WHAT TO DO
Reproduce the Spotify excerpt starting at "Q2 2022 OUTLOOK" and ending at "April 11, 2022.", changing each "closure" to "shutdown".

═══ EXCERPT TO READ ═══

Global Marketing Partnerships On March 15th, we announced
a long-term partnership with FC Barcelona whereby Spotify will
become a Main Partner of the Club and its Official Audio Streaming
Partner. The Spotify brand will appear on the front of both men’s
and women’s team jerseys and training kits beginning in the
2022-2023 season. Spotify will also become Title Partner of the
Stadium, with the historic Camp Nou stadium rebranded to Spotify
Camp Nou. This partnership will allow Spotify to amplify artist
voices, connect artists to new and existing fans, and help grow our
global user base across key growth markets and audience
segments.
Q2 2022 OUTLOOK
The following forward-looking statements reflect Spotify’s
expectations for Q2 2022 as of April 27, 2022 and are subject to
substantial uncertainty. These expectations reflect the full
closure of Spotify’s services in Russia, which was completed on
April 11, 2022.
- Total MAUs: 428 million
- Reflects a loss from the closure of Russian operations as well
as the full reversal of the March service outage benefit (combined
these two items reflect approximately 8 million of the 422 million
MAUs reported in Q1 2022); excluding the impact of these items, our
Q2 guidance implies the addition of approximately 14 million net
new MAUs in the quarter
- Total Premium Subscribers: 187 million
- Assumes an additional 600k disconnects from full closure of
Russian operations in April; excluding Russia, our Q2 guidance
implies the addition of approximately 6 million net new subscribers
in the quarter
- Total Revenue: €2.80 billion
- Assumes approximately 600 bps tailwind to growth Y/Y due to
movements in foreign exchange rates
- Gross Margin: 25.2%
- As a reminder Q2 2021 Gross Margin benefitted 190 bps due to
the release of accruals for prior period publishing royalty
estimates
- Operating Profit/Loss: €(197) million
- Inclusive of the Operating Loss is approximately a €50 million
impact to Operating Expenses due to unfavorable movements in
foreign exchange rates
EARNINGS QUESTION & ANSWER SESSION
We will host a live question and answer session starting at 8:00
a.m. ET today on investors.spotify.com. Daniel Ek, our Founder and
CEO, and Paul Vogel, our Chief Financial Officer, will be on hand
to answer questions submitted through slido.com using the event
code #SpotifyEarningsQ122. Participants also may join using
the listen-only conference line by registering through the
following site:
Direct Event Registration Portal:
https://conferencingportals.com/event/txExvogt
We use investors.spotify.com and newsroom.spotify.com websites
as well as other social media listed in the “Resources – Social
Media” tab of our Investors website to disclose material company
information.

═══ GIVEN RECORDS ═══

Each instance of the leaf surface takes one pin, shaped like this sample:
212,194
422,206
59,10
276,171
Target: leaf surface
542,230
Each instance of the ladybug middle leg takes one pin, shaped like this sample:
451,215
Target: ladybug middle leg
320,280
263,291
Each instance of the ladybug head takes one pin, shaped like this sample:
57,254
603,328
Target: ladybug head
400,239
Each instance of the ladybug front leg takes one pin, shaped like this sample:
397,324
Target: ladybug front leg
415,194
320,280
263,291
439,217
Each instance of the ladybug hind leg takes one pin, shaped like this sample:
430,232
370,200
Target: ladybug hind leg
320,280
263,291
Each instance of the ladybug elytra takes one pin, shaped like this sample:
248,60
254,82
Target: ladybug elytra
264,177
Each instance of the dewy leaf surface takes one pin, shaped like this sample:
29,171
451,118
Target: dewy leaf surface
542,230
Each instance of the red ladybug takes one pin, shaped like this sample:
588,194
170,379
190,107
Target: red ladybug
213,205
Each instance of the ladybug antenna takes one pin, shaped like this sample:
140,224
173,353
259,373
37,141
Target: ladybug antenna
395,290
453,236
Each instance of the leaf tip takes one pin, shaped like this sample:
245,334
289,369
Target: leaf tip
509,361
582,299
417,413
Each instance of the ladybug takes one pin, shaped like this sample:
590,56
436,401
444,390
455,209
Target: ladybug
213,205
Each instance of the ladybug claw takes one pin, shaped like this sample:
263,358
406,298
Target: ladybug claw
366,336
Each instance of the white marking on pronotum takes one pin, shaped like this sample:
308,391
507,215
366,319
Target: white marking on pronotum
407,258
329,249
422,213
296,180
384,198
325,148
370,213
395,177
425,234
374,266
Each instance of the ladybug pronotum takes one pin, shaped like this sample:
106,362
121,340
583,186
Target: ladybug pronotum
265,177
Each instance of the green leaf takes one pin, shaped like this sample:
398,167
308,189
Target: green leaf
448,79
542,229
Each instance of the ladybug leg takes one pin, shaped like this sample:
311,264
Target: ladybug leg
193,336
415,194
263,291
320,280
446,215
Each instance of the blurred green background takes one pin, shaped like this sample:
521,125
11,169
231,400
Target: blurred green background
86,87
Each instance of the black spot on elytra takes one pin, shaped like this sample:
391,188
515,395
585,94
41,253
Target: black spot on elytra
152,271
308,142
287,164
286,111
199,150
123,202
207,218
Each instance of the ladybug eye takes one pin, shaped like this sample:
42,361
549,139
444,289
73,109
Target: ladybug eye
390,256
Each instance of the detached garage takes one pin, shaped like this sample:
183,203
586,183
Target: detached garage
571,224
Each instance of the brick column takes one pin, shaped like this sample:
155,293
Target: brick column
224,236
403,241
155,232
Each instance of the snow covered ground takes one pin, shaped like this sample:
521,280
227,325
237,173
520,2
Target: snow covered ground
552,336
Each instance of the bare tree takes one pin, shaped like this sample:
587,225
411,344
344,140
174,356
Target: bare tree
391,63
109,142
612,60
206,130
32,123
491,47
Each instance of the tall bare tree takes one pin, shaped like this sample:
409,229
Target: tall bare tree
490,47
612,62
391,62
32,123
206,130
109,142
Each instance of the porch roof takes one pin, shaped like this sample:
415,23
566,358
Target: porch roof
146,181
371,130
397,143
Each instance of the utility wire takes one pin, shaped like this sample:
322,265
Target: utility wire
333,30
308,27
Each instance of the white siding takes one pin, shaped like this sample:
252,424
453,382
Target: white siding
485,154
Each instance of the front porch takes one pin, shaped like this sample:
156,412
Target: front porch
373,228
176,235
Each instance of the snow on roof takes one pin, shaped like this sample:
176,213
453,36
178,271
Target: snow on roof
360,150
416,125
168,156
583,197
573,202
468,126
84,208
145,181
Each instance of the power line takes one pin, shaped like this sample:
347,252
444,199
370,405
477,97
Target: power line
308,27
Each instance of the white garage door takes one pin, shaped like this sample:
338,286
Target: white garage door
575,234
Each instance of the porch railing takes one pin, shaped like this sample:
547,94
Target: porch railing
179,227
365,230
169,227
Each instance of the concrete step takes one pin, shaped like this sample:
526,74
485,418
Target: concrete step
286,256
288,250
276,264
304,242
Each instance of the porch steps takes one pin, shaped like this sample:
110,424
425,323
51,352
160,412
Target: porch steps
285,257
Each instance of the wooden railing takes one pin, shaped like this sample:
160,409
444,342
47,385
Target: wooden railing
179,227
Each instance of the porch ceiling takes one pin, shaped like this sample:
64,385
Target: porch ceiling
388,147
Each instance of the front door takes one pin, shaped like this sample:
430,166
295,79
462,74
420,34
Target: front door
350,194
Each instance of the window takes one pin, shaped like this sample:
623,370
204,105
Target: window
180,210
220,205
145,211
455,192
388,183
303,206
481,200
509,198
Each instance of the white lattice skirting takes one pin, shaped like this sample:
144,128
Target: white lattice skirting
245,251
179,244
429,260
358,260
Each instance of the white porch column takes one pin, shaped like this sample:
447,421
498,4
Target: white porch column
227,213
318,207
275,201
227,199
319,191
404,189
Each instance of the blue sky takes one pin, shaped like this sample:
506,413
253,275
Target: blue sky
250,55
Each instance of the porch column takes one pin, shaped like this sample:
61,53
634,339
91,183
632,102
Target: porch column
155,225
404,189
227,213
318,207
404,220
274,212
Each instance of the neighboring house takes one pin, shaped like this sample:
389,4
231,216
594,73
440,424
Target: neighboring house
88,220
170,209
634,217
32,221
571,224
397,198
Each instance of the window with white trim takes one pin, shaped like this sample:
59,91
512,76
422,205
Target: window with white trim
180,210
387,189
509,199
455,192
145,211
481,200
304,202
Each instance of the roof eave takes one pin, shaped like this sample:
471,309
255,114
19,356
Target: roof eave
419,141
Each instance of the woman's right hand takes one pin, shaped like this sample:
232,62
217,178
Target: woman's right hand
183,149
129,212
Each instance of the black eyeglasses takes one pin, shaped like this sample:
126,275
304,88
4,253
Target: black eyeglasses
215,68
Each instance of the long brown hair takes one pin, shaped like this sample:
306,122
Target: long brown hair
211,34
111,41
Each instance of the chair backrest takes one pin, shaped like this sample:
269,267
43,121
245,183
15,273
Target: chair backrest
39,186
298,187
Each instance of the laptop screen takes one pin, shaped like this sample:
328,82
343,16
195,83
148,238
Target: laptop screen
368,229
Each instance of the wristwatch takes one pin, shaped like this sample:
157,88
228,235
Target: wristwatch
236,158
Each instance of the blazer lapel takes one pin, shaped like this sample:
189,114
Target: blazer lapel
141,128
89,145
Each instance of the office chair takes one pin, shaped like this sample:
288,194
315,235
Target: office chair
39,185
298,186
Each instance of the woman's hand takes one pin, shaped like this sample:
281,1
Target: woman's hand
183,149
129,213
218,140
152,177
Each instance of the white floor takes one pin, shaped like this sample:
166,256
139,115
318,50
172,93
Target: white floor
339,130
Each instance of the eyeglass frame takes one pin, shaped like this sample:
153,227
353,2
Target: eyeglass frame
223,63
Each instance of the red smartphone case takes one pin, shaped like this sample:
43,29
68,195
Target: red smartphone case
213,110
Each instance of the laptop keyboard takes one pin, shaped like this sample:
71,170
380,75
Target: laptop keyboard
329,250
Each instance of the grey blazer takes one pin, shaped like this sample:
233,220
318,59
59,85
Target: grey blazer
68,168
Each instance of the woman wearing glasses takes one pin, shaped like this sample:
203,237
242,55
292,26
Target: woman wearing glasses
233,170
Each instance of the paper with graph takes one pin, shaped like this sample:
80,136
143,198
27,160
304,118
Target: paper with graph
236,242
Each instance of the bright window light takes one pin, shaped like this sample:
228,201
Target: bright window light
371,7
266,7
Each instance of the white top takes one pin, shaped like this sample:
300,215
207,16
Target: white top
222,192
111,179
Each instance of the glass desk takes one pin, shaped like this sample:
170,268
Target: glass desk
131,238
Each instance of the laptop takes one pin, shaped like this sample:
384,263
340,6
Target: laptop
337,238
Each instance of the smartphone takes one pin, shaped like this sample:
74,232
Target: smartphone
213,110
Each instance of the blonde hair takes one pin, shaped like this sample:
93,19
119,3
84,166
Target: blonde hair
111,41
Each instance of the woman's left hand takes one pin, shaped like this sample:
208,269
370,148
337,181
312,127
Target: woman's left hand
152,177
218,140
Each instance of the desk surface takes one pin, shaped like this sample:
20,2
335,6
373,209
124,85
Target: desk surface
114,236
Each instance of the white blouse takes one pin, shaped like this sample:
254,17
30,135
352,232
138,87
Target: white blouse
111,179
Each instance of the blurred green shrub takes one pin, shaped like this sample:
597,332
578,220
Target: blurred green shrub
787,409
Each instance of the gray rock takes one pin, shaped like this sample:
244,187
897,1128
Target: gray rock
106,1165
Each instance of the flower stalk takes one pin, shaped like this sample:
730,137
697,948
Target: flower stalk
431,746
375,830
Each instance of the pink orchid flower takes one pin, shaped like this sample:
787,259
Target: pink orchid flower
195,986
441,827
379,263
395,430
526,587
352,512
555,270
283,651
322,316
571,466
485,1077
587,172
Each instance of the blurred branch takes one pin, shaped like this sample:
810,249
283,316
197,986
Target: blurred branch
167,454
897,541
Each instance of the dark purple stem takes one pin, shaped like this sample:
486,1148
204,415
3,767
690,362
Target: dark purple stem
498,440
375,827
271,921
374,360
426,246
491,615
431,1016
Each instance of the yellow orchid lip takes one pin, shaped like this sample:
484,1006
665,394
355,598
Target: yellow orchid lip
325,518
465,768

═══

RESPONSE TO THIS TASK
Q2 2022 OUTLOOK
The following forward-looking statements reflect Spotify’s
expectations for Q2 2022 as of April 27, 2022 and are subject to
substantial uncertainty. These expectations reflect the full
shutdown of Spotify’s services in Russia, which was completed on
April 11, 2022.